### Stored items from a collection
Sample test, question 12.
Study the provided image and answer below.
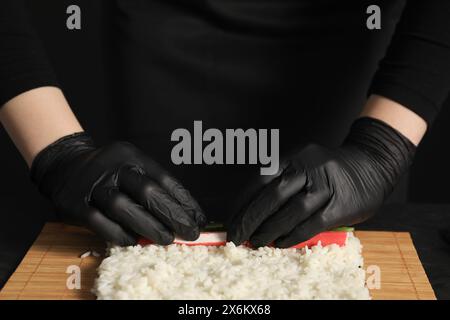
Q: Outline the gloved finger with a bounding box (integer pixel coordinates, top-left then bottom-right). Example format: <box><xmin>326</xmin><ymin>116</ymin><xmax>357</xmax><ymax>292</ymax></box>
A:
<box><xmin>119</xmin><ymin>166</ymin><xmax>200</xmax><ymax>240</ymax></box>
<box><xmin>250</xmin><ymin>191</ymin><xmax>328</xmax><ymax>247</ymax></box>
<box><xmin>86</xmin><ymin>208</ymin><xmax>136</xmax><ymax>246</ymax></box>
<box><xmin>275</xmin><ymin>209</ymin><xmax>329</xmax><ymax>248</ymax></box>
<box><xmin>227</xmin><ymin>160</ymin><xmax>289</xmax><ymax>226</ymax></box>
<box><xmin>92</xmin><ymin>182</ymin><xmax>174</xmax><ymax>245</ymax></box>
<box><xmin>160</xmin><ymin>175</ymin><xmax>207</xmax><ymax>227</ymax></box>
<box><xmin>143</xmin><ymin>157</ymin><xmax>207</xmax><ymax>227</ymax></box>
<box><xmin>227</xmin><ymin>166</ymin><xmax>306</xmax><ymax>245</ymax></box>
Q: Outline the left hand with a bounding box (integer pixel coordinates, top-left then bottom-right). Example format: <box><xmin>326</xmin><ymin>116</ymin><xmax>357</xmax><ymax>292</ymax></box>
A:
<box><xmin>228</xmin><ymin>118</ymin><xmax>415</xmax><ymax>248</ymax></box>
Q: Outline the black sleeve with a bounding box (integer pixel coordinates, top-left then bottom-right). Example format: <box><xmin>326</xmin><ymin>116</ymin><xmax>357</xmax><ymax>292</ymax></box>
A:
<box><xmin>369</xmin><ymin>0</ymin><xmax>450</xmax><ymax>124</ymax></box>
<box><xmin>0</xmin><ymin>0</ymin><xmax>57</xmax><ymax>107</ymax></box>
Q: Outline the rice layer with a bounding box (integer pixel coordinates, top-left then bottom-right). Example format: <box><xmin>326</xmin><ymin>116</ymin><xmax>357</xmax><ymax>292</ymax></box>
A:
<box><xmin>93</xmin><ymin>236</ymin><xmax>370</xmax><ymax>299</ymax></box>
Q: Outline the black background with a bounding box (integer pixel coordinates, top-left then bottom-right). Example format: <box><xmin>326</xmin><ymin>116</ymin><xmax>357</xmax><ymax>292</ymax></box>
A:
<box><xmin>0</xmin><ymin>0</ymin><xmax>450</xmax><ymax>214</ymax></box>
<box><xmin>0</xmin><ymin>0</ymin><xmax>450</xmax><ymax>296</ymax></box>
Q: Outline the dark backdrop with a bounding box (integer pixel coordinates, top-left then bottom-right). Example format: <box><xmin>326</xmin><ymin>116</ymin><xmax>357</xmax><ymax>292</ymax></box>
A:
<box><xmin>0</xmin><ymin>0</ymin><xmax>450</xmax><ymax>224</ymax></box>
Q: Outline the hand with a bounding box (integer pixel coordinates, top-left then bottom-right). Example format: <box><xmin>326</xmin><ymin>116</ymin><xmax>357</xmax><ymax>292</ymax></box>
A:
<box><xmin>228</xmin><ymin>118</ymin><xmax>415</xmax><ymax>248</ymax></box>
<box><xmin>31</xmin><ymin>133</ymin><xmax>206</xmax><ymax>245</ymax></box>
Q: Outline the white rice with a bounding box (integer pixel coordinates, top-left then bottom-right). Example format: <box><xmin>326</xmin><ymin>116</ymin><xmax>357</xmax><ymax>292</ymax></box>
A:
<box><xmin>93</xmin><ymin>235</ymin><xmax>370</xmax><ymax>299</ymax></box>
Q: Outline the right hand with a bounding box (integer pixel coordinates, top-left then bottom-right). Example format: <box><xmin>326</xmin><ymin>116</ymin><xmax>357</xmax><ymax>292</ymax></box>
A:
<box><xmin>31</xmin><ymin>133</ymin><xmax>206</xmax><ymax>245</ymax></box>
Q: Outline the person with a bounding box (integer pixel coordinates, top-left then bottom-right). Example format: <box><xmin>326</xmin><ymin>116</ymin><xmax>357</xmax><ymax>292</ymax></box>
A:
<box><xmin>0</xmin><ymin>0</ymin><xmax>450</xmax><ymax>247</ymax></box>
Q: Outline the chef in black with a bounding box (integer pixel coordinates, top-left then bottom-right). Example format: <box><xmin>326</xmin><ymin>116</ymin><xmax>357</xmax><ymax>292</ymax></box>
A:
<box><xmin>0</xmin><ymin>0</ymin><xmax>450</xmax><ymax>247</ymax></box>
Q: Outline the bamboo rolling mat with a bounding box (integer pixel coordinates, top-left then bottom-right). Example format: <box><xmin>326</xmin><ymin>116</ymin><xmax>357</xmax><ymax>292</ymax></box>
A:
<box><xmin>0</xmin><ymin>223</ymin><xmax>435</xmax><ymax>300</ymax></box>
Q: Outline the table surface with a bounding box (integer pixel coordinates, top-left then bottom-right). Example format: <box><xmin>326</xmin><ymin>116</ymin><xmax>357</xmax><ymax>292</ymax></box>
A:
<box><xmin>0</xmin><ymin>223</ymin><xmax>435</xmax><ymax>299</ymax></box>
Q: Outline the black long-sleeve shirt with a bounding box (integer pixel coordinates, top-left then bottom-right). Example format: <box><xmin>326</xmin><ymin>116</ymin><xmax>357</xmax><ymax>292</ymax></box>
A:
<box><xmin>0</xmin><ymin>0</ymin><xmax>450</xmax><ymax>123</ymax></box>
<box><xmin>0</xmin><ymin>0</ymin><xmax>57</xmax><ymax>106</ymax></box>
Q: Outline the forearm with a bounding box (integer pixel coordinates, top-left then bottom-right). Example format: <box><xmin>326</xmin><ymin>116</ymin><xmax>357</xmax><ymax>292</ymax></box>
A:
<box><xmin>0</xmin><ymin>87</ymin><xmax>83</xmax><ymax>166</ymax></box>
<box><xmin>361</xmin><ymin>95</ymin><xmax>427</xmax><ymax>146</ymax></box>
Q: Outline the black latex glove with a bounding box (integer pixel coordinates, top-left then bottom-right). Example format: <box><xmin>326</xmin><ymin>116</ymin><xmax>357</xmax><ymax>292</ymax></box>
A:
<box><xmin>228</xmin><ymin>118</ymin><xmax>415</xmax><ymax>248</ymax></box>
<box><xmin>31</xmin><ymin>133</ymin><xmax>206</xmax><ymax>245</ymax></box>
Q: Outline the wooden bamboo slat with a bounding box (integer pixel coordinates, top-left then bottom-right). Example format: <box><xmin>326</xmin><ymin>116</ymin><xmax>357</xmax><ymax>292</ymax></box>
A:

### What you need to do
Each line in the records above should be reproduced exactly; images are not copied.

### Correct result
Sample test, question 12.
Study the provided image and answer below.
Q: Outline the gloved finger with a bounding box (integer pixel coordinates, top-left then bottom-right). Example format: <box><xmin>326</xmin><ymin>116</ymin><xmax>357</xmax><ymax>292</ymax></box>
A:
<box><xmin>119</xmin><ymin>166</ymin><xmax>200</xmax><ymax>240</ymax></box>
<box><xmin>250</xmin><ymin>191</ymin><xmax>328</xmax><ymax>247</ymax></box>
<box><xmin>86</xmin><ymin>208</ymin><xmax>136</xmax><ymax>246</ymax></box>
<box><xmin>275</xmin><ymin>209</ymin><xmax>329</xmax><ymax>248</ymax></box>
<box><xmin>227</xmin><ymin>160</ymin><xmax>289</xmax><ymax>226</ymax></box>
<box><xmin>92</xmin><ymin>182</ymin><xmax>174</xmax><ymax>245</ymax></box>
<box><xmin>160</xmin><ymin>175</ymin><xmax>207</xmax><ymax>227</ymax></box>
<box><xmin>143</xmin><ymin>157</ymin><xmax>207</xmax><ymax>227</ymax></box>
<box><xmin>227</xmin><ymin>166</ymin><xmax>306</xmax><ymax>245</ymax></box>
Q: Outline the left hand with a bounding box (integer pixel coordinates, top-left then bottom-right). Example format: <box><xmin>326</xmin><ymin>116</ymin><xmax>357</xmax><ymax>292</ymax></box>
A:
<box><xmin>228</xmin><ymin>118</ymin><xmax>415</xmax><ymax>248</ymax></box>
Q: Outline the black sleeve with a bounding box (integer pixel coordinates, top-left then bottom-right). Example format: <box><xmin>326</xmin><ymin>116</ymin><xmax>357</xmax><ymax>292</ymax></box>
A:
<box><xmin>369</xmin><ymin>0</ymin><xmax>450</xmax><ymax>124</ymax></box>
<box><xmin>0</xmin><ymin>0</ymin><xmax>57</xmax><ymax>107</ymax></box>
Q: Outline the rice layer with a bounding box (integer pixel coordinates, top-left then bottom-right). Example format: <box><xmin>326</xmin><ymin>116</ymin><xmax>357</xmax><ymax>292</ymax></box>
A:
<box><xmin>93</xmin><ymin>236</ymin><xmax>370</xmax><ymax>299</ymax></box>
Q: Outline the black background with a bounding box (integer pixel coordinates, top-left then bottom-right). Example format: <box><xmin>326</xmin><ymin>116</ymin><xmax>357</xmax><ymax>292</ymax></box>
A:
<box><xmin>0</xmin><ymin>0</ymin><xmax>450</xmax><ymax>214</ymax></box>
<box><xmin>0</xmin><ymin>0</ymin><xmax>450</xmax><ymax>296</ymax></box>
Q: Outline the dark backdrop with a bounding box (integer pixel coordinates, top-left then bottom-right). Example format: <box><xmin>326</xmin><ymin>116</ymin><xmax>357</xmax><ymax>292</ymax></box>
A:
<box><xmin>0</xmin><ymin>0</ymin><xmax>450</xmax><ymax>224</ymax></box>
Q: Outline the hand with a bounding box (integer pixel coordinates, top-left then bottom-right). Example format: <box><xmin>326</xmin><ymin>116</ymin><xmax>357</xmax><ymax>292</ymax></box>
A:
<box><xmin>228</xmin><ymin>118</ymin><xmax>415</xmax><ymax>248</ymax></box>
<box><xmin>31</xmin><ymin>133</ymin><xmax>206</xmax><ymax>245</ymax></box>
Q: Outline the white rice with a bounding box (integer pixel coordinates, top-left then bottom-right). Example format: <box><xmin>326</xmin><ymin>116</ymin><xmax>357</xmax><ymax>292</ymax></box>
A:
<box><xmin>93</xmin><ymin>235</ymin><xmax>370</xmax><ymax>299</ymax></box>
Q: Outline the right hand with a bounding box (integer pixel coordinates, top-left then bottom-right). Example format: <box><xmin>326</xmin><ymin>116</ymin><xmax>357</xmax><ymax>292</ymax></box>
A:
<box><xmin>31</xmin><ymin>133</ymin><xmax>206</xmax><ymax>245</ymax></box>
Q: Outline the person with a bounding box (integer pixel coordinates, top-left then bottom-right). Example format: <box><xmin>326</xmin><ymin>116</ymin><xmax>357</xmax><ymax>292</ymax></box>
A:
<box><xmin>0</xmin><ymin>0</ymin><xmax>450</xmax><ymax>247</ymax></box>
Q: Outline the chef in black with a bounding box (integer pixel coordinates, top-left then bottom-right). Example format: <box><xmin>326</xmin><ymin>116</ymin><xmax>357</xmax><ymax>292</ymax></box>
A:
<box><xmin>0</xmin><ymin>0</ymin><xmax>450</xmax><ymax>247</ymax></box>
Q: Outline the bamboo rolling mat with a bounding box (integer pixel coordinates, top-left then bottom-right). Example format: <box><xmin>326</xmin><ymin>116</ymin><xmax>357</xmax><ymax>292</ymax></box>
A:
<box><xmin>0</xmin><ymin>223</ymin><xmax>435</xmax><ymax>300</ymax></box>
Q: Outline the table surface with a bounding box (integer pixel coordinates, top-left then bottom-right). Example format: <box><xmin>326</xmin><ymin>116</ymin><xmax>357</xmax><ymax>292</ymax></box>
A:
<box><xmin>0</xmin><ymin>223</ymin><xmax>435</xmax><ymax>299</ymax></box>
Q: Outline the black long-sleeve shirt with a bounding box (integer pixel coordinates, top-left then bottom-right). Example format: <box><xmin>326</xmin><ymin>116</ymin><xmax>357</xmax><ymax>292</ymax></box>
A:
<box><xmin>0</xmin><ymin>0</ymin><xmax>450</xmax><ymax>123</ymax></box>
<box><xmin>0</xmin><ymin>0</ymin><xmax>57</xmax><ymax>106</ymax></box>
Q: Outline the forearm with a bounding box (integer pixel coordinates, top-left then bottom-right). Example format: <box><xmin>326</xmin><ymin>116</ymin><xmax>357</xmax><ymax>292</ymax></box>
A:
<box><xmin>0</xmin><ymin>87</ymin><xmax>83</xmax><ymax>166</ymax></box>
<box><xmin>361</xmin><ymin>95</ymin><xmax>427</xmax><ymax>146</ymax></box>
Q: Outline the black latex glove with a bounding box (integer pixel coordinates, top-left then bottom-right). Example format: <box><xmin>326</xmin><ymin>116</ymin><xmax>357</xmax><ymax>292</ymax></box>
A:
<box><xmin>228</xmin><ymin>118</ymin><xmax>415</xmax><ymax>248</ymax></box>
<box><xmin>31</xmin><ymin>133</ymin><xmax>206</xmax><ymax>245</ymax></box>
Q: Outline the wooden bamboo slat with a bounding box (integer pixel coordinates, top-left then bottom-right). Example format: <box><xmin>326</xmin><ymin>116</ymin><xmax>357</xmax><ymax>292</ymax></box>
A:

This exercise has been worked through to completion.